Excerpted text:
============================================================

EfficientLEAF: A Faster LEarnable Audio Frontend of Questionable Use

Authors: Jan Schlüter, Gerald Gutenbrunner
Paper: https://arxiv.org/abs/2207.05508

This is the official PyTorch implementation for our EUSIPCO 2022 paper "EfficientLEAF: A Faster LEarnable Audio Frontend of Questionable Use".

Introduction

LEAF is an audio frontend with Gabor filters of learnable center frequencies and bandwidths. It was proposed as an alternative to mel spectrograms, but is about 300x slower to compute. EfficientLEAF is a drop-in replacement for LEAF, only about 10x slower than mel spectrograms. We achieve this by dynamically adapting convolution filter sizes and strides, and by replacing PCEN (Per-Channel Energy Normalization) with better parallizable operations (median subtraction and temporal batch normalization). Our experiments show that EfficientLEAF is as good as LEAF, but fail to show a clear advantage over fixed mel spectrograms – hence "of questionable use". Please still feel free to try it, your mileage may vary!

============================================================

Tasks and exercises:
(a) Name each audio frontend that the EfficientLEAF description compares by computation speed.
(b) Please rewrite the paragraph of the EfficientLEAF description beginning "LEAF is an audio frontend" as a short bulleted list that keeps its main facts.
(c) According to the EfficientLEAF description, which conference paper does this PyTorch implementation accompany?

============================================================

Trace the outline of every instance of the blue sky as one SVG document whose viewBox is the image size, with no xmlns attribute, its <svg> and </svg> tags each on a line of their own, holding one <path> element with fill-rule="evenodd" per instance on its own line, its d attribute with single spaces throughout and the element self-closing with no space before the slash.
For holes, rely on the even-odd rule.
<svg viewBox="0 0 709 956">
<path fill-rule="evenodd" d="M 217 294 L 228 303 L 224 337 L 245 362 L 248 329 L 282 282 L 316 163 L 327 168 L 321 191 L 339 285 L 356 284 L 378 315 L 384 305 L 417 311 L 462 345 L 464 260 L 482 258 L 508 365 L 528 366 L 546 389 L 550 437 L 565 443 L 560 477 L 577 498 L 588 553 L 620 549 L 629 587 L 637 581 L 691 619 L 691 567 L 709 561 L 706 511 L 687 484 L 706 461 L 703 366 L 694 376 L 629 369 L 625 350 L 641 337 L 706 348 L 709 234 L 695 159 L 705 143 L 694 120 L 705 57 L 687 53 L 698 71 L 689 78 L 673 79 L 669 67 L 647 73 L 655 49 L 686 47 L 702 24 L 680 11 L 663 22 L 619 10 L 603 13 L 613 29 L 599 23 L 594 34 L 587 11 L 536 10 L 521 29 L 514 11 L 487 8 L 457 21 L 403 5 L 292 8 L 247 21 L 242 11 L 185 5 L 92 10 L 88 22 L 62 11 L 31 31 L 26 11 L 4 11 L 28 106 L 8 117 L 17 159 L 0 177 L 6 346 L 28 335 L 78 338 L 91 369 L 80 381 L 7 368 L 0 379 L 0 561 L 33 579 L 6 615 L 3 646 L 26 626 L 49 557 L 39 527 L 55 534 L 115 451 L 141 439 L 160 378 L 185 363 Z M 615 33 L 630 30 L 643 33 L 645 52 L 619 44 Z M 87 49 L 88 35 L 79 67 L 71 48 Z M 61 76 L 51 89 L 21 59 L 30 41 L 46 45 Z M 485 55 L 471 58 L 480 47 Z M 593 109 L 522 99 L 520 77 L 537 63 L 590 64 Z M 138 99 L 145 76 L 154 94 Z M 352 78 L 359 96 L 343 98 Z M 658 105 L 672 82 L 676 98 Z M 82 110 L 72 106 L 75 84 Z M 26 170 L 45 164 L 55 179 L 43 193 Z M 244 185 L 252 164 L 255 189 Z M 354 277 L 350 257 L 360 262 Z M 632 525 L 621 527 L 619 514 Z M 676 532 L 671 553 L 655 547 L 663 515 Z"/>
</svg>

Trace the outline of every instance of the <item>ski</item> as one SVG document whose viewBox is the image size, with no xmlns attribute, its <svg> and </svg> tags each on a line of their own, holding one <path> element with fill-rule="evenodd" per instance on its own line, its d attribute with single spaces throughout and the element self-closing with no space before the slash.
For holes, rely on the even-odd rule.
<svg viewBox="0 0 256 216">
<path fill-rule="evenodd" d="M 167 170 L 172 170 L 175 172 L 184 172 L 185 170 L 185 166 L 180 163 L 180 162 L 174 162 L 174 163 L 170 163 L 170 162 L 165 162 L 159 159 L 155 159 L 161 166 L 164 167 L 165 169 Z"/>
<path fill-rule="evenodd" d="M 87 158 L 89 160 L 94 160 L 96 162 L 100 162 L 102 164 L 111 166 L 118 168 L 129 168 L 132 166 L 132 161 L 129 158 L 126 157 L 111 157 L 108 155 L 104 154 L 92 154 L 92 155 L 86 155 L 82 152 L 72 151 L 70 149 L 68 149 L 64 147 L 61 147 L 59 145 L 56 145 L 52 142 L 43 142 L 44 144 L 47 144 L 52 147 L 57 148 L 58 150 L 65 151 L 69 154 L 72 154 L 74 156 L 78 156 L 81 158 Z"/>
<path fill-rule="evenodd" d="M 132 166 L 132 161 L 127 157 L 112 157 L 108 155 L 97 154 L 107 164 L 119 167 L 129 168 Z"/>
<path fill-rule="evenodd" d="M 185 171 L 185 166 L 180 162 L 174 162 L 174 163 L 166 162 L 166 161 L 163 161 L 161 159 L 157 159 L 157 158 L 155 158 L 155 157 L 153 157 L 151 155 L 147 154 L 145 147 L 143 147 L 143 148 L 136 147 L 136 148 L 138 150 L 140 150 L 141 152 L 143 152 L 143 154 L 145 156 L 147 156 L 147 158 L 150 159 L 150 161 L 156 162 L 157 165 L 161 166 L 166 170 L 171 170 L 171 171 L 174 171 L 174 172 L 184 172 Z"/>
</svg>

============================================================

Answers to the exercises:
(a)
- LEAF
- EfficientLEAF
- Mel spectrograms

(b)
- LEAF is an audio frontend that uses Gabor filters with learnable center frequencies and bandwidths.
- It was proposed as an alternative to mel spectrograms but is about 300x slower to compute.
- EfficientLEAF is a drop-in replacement for LEAF and is only about 10x slower than mel spectrograms.
- Its speedup comes from:
  - dynamically adapting convolution filter sizes and strides
  - replacing PCEN with median subtraction and temporal batch normalization, which parallelize better
- In the experiments, EfficientLEAF matched LEAF but showed no clear advantage over fixed mel spectrograms, which is why the title says "of questionable use."
- The authors still invite readers to try it.

(c) EUSIPCO 2022.